**Challenge:** Return the records exactly as they are.

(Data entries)

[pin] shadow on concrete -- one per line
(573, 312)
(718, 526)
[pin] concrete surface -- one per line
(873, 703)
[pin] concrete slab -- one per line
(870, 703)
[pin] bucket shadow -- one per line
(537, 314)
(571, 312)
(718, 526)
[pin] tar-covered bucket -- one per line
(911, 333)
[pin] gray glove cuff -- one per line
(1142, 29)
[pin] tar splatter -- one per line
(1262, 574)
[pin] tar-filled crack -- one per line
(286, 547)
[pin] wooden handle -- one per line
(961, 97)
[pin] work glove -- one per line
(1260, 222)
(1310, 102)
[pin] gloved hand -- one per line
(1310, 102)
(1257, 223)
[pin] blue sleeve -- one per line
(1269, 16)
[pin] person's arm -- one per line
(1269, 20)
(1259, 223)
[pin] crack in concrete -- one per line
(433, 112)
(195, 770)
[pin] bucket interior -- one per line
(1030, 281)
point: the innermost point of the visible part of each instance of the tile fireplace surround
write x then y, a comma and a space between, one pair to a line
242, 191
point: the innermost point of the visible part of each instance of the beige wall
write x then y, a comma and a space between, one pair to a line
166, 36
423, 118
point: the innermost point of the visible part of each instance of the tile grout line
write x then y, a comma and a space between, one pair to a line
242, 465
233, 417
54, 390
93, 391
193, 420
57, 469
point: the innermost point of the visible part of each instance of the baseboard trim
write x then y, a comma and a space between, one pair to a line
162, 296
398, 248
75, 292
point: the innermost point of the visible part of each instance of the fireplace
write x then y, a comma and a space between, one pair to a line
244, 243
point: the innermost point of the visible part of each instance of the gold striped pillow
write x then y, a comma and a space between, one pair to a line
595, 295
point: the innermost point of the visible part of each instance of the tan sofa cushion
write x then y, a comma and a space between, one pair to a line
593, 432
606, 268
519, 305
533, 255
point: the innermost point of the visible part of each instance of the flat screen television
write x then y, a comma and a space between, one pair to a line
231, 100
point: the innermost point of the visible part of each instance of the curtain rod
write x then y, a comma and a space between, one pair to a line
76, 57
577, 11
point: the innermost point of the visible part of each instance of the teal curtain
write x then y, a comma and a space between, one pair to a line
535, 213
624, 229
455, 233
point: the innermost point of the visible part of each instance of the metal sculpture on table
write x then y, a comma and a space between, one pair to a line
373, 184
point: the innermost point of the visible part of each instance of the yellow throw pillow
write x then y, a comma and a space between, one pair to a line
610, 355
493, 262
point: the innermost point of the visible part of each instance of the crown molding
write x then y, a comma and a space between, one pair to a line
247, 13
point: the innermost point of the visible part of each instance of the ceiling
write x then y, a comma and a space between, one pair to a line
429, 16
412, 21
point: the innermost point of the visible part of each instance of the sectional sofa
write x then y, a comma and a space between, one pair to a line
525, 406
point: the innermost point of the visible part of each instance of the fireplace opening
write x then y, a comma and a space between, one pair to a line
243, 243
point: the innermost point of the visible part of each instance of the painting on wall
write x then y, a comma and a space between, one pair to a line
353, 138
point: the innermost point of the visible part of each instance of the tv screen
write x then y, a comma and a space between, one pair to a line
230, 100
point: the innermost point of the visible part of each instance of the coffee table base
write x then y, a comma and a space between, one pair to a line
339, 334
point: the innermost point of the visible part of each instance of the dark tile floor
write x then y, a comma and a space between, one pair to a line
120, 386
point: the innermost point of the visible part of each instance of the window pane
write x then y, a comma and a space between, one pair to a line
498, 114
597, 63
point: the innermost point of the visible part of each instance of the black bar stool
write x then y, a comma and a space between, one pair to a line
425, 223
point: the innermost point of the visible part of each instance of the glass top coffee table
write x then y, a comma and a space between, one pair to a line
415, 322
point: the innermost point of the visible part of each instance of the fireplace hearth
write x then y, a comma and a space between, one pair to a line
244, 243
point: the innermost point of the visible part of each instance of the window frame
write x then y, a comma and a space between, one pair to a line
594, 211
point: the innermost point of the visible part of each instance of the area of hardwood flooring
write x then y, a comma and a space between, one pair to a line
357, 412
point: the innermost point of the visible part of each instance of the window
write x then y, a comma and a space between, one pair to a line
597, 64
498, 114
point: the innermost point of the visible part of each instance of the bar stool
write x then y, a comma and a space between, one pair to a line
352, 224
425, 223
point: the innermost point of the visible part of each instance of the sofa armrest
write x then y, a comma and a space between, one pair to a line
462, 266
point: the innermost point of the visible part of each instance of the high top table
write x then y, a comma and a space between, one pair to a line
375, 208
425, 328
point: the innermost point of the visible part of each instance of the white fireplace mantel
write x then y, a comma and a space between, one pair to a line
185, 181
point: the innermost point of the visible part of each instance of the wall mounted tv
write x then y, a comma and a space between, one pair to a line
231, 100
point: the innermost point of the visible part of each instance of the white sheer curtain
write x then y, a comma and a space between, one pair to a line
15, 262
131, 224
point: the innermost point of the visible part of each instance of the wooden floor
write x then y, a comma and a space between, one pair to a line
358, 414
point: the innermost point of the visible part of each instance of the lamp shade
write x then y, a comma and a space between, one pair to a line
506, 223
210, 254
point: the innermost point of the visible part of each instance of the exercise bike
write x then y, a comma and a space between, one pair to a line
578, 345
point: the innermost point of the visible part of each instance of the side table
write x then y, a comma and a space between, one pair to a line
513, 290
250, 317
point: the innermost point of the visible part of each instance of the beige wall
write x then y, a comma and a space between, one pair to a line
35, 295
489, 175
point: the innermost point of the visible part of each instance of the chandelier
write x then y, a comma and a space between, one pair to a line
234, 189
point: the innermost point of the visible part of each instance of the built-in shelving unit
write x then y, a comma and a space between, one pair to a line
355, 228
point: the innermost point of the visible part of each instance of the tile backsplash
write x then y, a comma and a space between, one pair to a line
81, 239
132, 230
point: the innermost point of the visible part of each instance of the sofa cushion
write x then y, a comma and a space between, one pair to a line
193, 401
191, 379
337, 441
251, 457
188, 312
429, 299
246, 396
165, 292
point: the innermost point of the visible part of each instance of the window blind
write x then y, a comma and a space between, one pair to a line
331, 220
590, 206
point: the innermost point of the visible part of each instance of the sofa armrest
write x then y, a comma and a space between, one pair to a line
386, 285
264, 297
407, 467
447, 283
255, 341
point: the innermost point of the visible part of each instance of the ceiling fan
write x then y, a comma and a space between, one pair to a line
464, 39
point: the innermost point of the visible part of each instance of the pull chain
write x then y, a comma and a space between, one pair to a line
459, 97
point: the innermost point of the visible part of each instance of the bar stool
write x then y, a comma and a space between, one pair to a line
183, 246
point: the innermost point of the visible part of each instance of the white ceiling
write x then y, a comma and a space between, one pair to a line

**Exercise solution:**
[pin] shadow on concrete -- one per line
(573, 312)
(718, 526)
[pin] concrete surface -- one per line
(873, 703)
[pin] concrete slab -- one per line
(870, 703)
[pin] bucket shadow -- one per line
(537, 314)
(571, 312)
(718, 526)
[pin] tar-covered bucket -- one per line
(911, 333)
[pin] gray glove cuff -- one per line
(1142, 29)
[pin] tar splatter -- one per line
(1262, 574)
[pin] tar-filled crack -- one per line
(286, 547)
[pin] wooden handle -- one per line
(961, 97)
[pin] work glove -- one per line
(1260, 222)
(1310, 102)
[pin] gloved hand -- one per line
(1310, 102)
(1257, 223)
[pin] blue sleeve -- one per line
(1269, 16)
[pin] person's arm -- one per line
(1269, 20)
(1259, 223)
[pin] crack in concrete -- one per line
(433, 112)
(195, 770)
[pin] bucket interior -- one per line
(1030, 281)
point: the innermost point of the visible part of each instance of the tile fireplace surround
write x then y, a comma and a space between, one pair to a line
242, 191
point: the innermost point of the visible part of each instance of the beige wall
write x then y, a comma and a space between, one pair to a line
166, 36
423, 118
point: the innermost point of the visible part of each instance of the tile grout line
write x then y, a comma and a space between, one pair to a line
242, 465
233, 417
54, 390
93, 391
193, 420
57, 469
point: the innermost point of the visible part of each instance of the baseboard trim
write x then y, a comma and a space between, one pair to a line
162, 296
398, 248
75, 292
point: the innermost point of the visible part of each instance of the fireplace
write x then y, a comma and a space between, one pair to a line
244, 243
point: the innermost point of the visible part of each instance of the gold striped pillow
write x then y, a comma and a space between, one pair to a line
595, 295
point: the innermost point of the visible part of each instance of the tan sofa cushion
write x then y, a comma and a space between, one pair to a line
593, 432
606, 268
519, 305
533, 255
point: the innermost point of the visible part of each instance of the flat screen television
write x then y, a comma and a space between, one pair to a line
231, 100
point: the innermost point of the visible part of each instance of the curtain rod
write x then y, a comma and a space between, one pair to a line
76, 57
577, 11
point: the innermost point of the visible part of each instance of the teal curtain
write x then y, a comma and a space between, one pair to a line
535, 213
624, 229
455, 233
point: the innermost point of the visible part of each instance of the metal sculpture on table
write x then y, a comma and a space between, one pair to a line
373, 184
point: the innermost point of the visible part of each instance of the yellow throw pillow
write x then y, a comma and a space between, one pair to a line
610, 355
493, 262
point: the innermost point of the visible part of each instance of the crown molding
write x then y, a comma and a space between, one pair to a line
247, 13
point: the innermost point of the visible part of each instance of the ceiling
write x then y, a comma and a space between, one pair to a line
429, 16
412, 21
point: the innermost point of the visible part of each instance of the sectional sofa
write x then y, a comma and a space between, one pair to a line
525, 406
point: the innermost point of the visible part of each instance of the fireplace opening
write x then y, a comma and a space between, one pair to a line
243, 243
point: the innermost point of the visible part of each instance of the painting on wall
write x then y, a comma and a space between, one pair to a line
353, 138
point: the innermost point of the visible part of each instance of the tv screen
write x then y, a comma and a space between, one pair to a line
230, 100
point: the innermost point of the visible part of each instance of the coffee table base
write x then y, a comma and a space between, one pair to a line
339, 334
point: the innermost point of the visible part of each instance of the dark tile floor
write x then y, a comma and a space between, one pair to a line
120, 386
point: the innermost point of the visible part of each instance of the window pane
write x then y, a comma and a space between, one pair to a line
498, 114
597, 63
point: the innermost point of the visible part of each instance of the black bar stool
write x then y, a comma and a space between, one pair to a line
425, 223
point: the innermost point of the visible part of each instance of the glass top coffee table
write x then y, a comma and a space between, one pair to a line
415, 322
point: the innermost point of the visible part of each instance of the fireplace hearth
write x then y, a comma and a space between, one pair to a line
244, 243
point: the innermost point of the visible part of each instance of the window frame
write x then y, a comma and a space between, one pair to a line
594, 211
point: the innermost point of the visible part of each instance of the area of hardwood flooring
write x then y, a comma and a space between, one pair to a line
357, 412
point: the innermost point of the visible part of each instance of the window
write x then y, a comma and a space between, one pair to a line
597, 64
498, 114
point: the innermost point of the visible part of each instance of the bar stool
write x then y, a comma and a space between, one pair to a line
352, 224
425, 223
point: the innermost point of the visible part of each instance of the sofa armrest
write x then y, a comma and a space between, one pair to a line
462, 266
point: the innermost point of the visible part of each instance of the high top table
write x then y, a comma and a space between, one pair to a line
375, 208
425, 328
point: the innermost point of the visible part of each instance of the white fireplace mantel
write x then y, a comma and a space between, one pair to a line
185, 181
point: the innermost point of the visible part of each instance of the wall mounted tv
write x then y, a comma and a space between, one pair to a line
231, 100
point: the innermost point of the visible part of each instance of the white sheer curtain
write x then y, a comma and a space between, one pair to a line
15, 262
131, 224
point: the innermost point of the visible part of each instance of the wooden floor
write x then y, a comma and a space between, one pair to a line
358, 414
point: the innermost point of the visible part of each instance of the lamp shade
write x then y, a comma and a space between, one pair to a line
506, 223
210, 254
point: the innermost point of the visible part of each instance of the exercise bike
write x then y, a comma and a space between, one pair to a line
578, 345
point: the innermost point of the visible part of each instance of the side table
write x then y, a comma and a space between, one pair to a line
513, 290
250, 317
point: the innermost point of the visible part of each instance of the beige wall
write x then y, a comma and a space between, one pair to a line
35, 295
489, 175
point: the innermost point of the visible part of each instance of the chandelier
write x then y, a comma and a space between, one pair to a line
234, 189
point: the innermost point of the visible part of each instance of the built-in shelving unit
write x then y, a comma and a space between, one pair to a line
355, 228
point: the innermost point of the visible part of each instance of the tile backsplash
write x then y, a comma and a space between, one pair to a line
81, 239
132, 230
point: the innermost point of the visible part of each instance of the sofa cushion
write x then y, a comma and a space between, one pair to a line
193, 401
191, 379
337, 441
251, 457
188, 312
429, 299
246, 396
165, 292
point: the innermost point of the visible part of each instance of the window blind
write x then y, a comma and a space between, one pair to a line
331, 220
590, 206
point: the innermost point of the visible part of each instance of the sofa armrest
write x then y, a comma and a space between, one pair to a line
386, 285
264, 297
407, 467
447, 283
255, 341
point: the innermost point of the visible part of each instance of the ceiling fan
write x then y, a comma and a space between, one pair to a line
464, 39
point: the innermost point of the visible part of each instance of the pull chain
write x then y, a comma and a space between, one pair to a line
459, 97
point: the innermost point of the visible part of each instance of the bar stool
write x then y, a comma and a space between, one pair to a line
183, 246
point: the innermost point of the visible part of each instance of the white ceiling
write x then y, a comma and a space between, one pair to a line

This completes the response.